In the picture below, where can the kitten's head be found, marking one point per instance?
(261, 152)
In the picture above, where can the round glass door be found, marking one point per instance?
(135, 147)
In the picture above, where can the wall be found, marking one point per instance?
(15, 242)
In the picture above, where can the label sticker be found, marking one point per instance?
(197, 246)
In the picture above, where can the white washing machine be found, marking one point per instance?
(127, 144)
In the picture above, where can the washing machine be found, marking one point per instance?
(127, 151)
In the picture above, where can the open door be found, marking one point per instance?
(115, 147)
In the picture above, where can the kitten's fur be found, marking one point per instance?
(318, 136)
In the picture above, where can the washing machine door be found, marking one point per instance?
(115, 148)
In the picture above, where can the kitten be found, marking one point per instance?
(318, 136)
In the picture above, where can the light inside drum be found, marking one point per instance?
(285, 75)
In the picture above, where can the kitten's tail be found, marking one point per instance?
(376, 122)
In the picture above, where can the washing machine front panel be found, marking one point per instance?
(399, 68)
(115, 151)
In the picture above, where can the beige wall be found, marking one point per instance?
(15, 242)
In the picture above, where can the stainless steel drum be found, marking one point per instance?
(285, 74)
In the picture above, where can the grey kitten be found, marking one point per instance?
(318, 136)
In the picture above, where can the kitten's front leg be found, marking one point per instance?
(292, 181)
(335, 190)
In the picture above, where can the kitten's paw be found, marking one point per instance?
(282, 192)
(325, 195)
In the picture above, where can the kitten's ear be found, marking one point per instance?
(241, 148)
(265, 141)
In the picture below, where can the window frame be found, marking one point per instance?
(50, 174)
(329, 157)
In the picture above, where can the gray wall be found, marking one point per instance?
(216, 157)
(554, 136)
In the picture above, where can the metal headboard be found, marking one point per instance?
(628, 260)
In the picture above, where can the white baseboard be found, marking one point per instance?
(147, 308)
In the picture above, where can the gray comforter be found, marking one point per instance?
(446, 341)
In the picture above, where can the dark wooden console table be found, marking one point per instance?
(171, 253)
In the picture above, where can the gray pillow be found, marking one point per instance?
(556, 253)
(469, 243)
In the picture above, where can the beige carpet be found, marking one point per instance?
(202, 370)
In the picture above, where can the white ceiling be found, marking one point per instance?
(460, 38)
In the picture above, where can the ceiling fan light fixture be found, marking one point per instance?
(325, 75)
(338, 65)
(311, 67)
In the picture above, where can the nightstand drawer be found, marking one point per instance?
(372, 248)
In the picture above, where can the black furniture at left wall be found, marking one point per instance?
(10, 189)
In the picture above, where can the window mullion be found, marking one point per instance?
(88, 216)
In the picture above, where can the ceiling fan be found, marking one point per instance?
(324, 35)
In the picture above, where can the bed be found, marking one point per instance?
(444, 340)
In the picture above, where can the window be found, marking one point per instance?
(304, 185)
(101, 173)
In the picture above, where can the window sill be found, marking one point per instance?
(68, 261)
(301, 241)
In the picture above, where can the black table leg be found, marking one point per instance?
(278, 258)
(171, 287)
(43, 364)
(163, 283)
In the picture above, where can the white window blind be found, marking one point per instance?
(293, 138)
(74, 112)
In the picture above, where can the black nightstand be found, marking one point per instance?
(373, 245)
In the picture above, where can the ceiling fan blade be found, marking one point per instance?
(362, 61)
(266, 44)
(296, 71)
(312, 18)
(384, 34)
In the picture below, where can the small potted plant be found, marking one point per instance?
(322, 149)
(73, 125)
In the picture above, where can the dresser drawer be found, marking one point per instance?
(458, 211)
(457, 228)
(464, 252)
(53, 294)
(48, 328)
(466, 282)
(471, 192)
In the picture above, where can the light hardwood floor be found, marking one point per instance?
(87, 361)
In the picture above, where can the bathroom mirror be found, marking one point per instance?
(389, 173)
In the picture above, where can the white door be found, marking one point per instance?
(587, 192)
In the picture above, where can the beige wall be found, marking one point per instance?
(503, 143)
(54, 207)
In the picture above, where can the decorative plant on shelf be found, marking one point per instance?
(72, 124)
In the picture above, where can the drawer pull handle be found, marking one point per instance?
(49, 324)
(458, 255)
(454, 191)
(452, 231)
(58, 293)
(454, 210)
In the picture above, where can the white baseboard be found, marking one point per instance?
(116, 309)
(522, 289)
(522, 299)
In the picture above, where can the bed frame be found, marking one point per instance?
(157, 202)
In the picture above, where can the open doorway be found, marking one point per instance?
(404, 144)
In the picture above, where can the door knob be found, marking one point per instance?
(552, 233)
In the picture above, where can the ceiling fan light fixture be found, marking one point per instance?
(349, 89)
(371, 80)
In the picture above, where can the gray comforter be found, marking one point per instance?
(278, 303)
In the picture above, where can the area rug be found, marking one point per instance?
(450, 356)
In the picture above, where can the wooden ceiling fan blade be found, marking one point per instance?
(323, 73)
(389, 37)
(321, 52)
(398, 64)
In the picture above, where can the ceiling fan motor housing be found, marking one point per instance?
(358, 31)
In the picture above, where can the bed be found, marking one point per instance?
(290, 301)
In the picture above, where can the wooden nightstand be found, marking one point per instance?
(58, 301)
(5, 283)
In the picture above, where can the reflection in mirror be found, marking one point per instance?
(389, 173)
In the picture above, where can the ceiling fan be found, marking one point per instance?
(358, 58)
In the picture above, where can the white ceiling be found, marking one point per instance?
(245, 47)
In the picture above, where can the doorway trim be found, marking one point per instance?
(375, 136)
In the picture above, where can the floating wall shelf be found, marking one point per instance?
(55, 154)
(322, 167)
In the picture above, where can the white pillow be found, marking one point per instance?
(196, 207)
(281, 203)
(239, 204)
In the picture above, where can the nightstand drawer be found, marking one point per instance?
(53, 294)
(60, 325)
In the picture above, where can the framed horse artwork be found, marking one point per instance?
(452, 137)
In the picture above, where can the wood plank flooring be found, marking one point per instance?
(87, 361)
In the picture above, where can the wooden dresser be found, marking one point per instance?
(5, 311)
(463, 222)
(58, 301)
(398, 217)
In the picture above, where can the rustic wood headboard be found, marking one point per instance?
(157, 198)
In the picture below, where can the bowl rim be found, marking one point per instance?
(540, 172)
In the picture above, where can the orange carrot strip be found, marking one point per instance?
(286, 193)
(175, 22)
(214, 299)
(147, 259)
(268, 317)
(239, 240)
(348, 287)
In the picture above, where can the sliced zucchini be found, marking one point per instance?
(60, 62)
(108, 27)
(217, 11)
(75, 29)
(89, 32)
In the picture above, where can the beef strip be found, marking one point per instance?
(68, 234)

^^^^

**Aim of the exercise:**
An exact copy of the lines from the one with "In the picture above, where can the white pillow" to the final line of the entries is all that the answer should hold.

**Solution to this exercise:**
In the picture above, where can the white pillow be found, marking one point per instance?
(196, 207)
(281, 203)
(239, 204)
In the picture above, where can the nightstand drawer be found, marking one point per instance?
(53, 294)
(60, 325)
In the picture above, where can the framed horse artwork be found, marking one point per instance?
(452, 137)
In the picture above, where can the wood plank flooring be found, marking one point per instance?
(87, 361)
In the picture above, where can the wooden dresser be found, marking one point per instance?
(5, 311)
(463, 222)
(58, 301)
(398, 217)
In the picture above, where can the rustic wood headboard be found, marking one point per instance?
(157, 198)
In the picture below, where can the bowl rim be found, marking one point per instance?
(540, 172)
In the picture above, where can the orange carrot strip be found, marking one point per instance?
(286, 193)
(175, 22)
(214, 299)
(147, 259)
(268, 317)
(239, 240)
(348, 287)
In the picture above, where can the sliced zucchini be found, marking one point per instance?
(60, 62)
(108, 27)
(217, 11)
(75, 29)
(89, 32)
In the picture above, where can the beef strip be found, marking one point per instance?
(68, 234)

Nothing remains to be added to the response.